__ARTICLE__

Eckhart Tolle is a spiritual teacher best known for his book, “The Power of Now”, which teaches the importance of living in the present moment and not fixating on past or future ideas. It is a very simple, and yet extremely powerful and transformational way to live. If you are stuck in past ideas you can experience (among other things) anguish, longing, regret, and disappointment. If you concern yourself constantly with the future you can experience fear, stress, anxiety, or doubt. But if you stay in the present moment and see things as facts that are ever changing, you can experience such freedom and happiness. 

I haven’t read his book yet, and all I have to really go off of are quotes of his and interviews with Oprah on YouTube. But already I feel so much lighter and more positive with everything in my life. By staying in the here and now I feel so much more gratitude for what is and not anger or fear about what isn’t.

This applies to my creative life, and more importantly, my love life. I’m always trippin’ out about being single and focusing on that fact instead of just being free and happy to live my life today in whatever way that I want and allow love to come into my life when the timing and the person is right.

__DATA BLOCK__

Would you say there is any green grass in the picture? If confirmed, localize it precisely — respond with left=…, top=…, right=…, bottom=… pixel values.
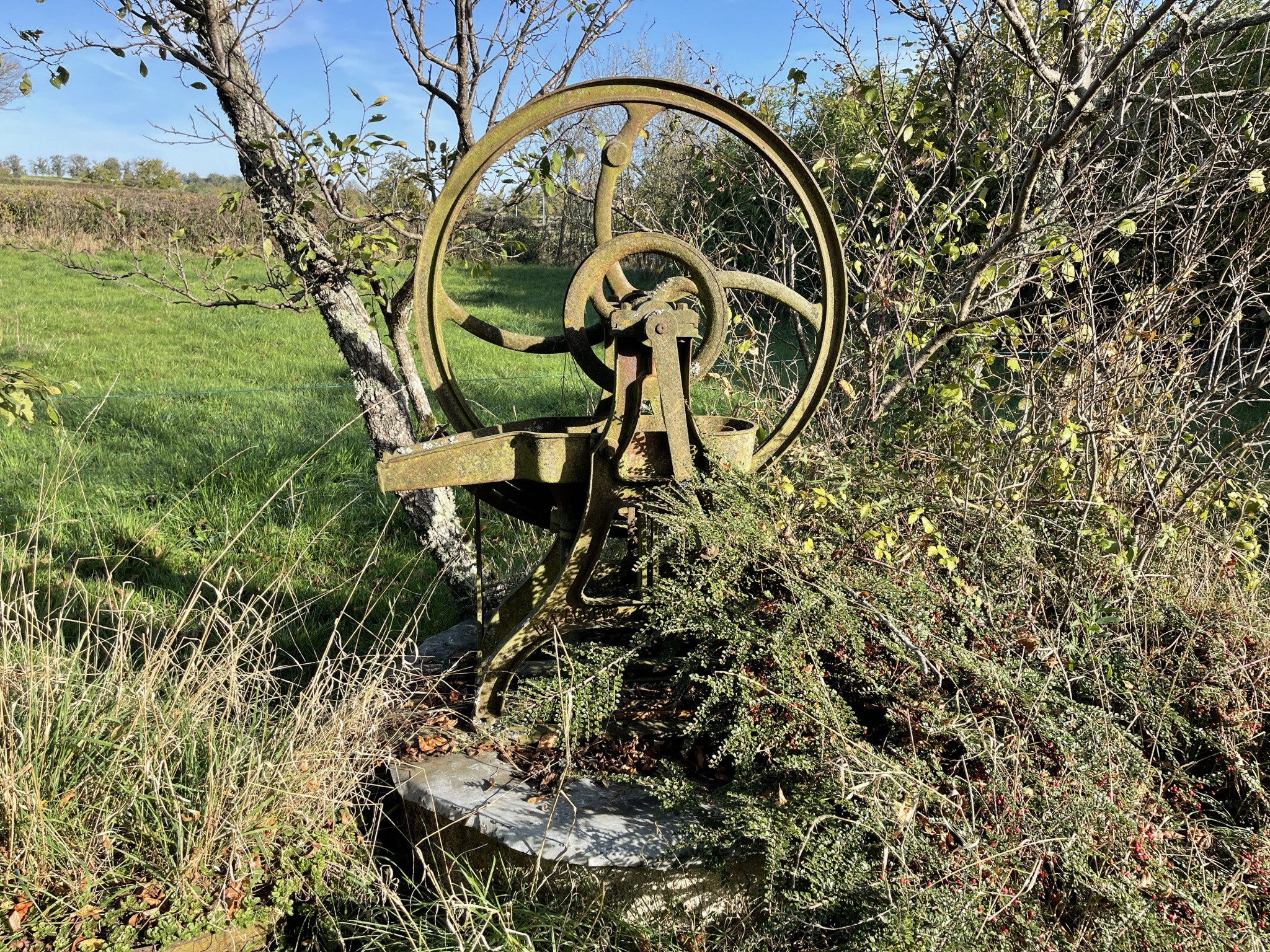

__TASKS TO PERFORM__
(1) Answer from the post about Eckhart Tolle:
(a) Which book is he best known for?
(b) What has the writer gone on so far instead of reading the book?
(c) Which part of life does the writer say the idea applies to more importantly?
(2) List every feeling the post about Eckhart Tolle says a person stuck in past ideas can experience.
(3) Extend the post on Eckhart Tolle's teaching beyond its last sentence.
The lines are unrelated material and stand apart from the post about Eckhart Tolle.

__EXERCISE RESPONSES__
(1)
(a) "The Power of Now"
(b) His quotes and his interviews with Oprah on YouTube
(c) The writer's love life

(2) anguish, longing, regret, disappointment

(3)
D.H. Lawrence said, “Those that go searching for love only make manifest their own lovelessness, and the loveless never find love, only the loving find love, and they never have to seek for it.” 

It’s so refreshing to think that I can relinquish the control I’m trying to have over my own love life and just let it go! All of my concern and anticipation of the moment of finally getting my fairytale love story is leading me to think that then and only then will I experience peace and happiness. Tolle says, “People believe themselves to be dependent on what happens for their happiness.” And let me tell you, that is EXHAUSTING. I don’t want to be marred by that anymore.

Yes, I am definitely ready and open for a relationship. But it doesn’t have to be forced and it doesn’t have to be wrapped up in my impatience. I’m letting my ego get the best of me when if I just focused on the present and had gratitude for what I DO have I would be so much happier.

And don’t get me wrong, I am happy in so many ways in my life. But I do feel like having a special someone would just be a nice little added bonus to my already awesome existence. Maybe the fact that I’ve been so focused on it has prevented it from manifesting itself in my life. Who knows, but from today forward I’m excited by the idea of letting go of all of my future hang ups about it.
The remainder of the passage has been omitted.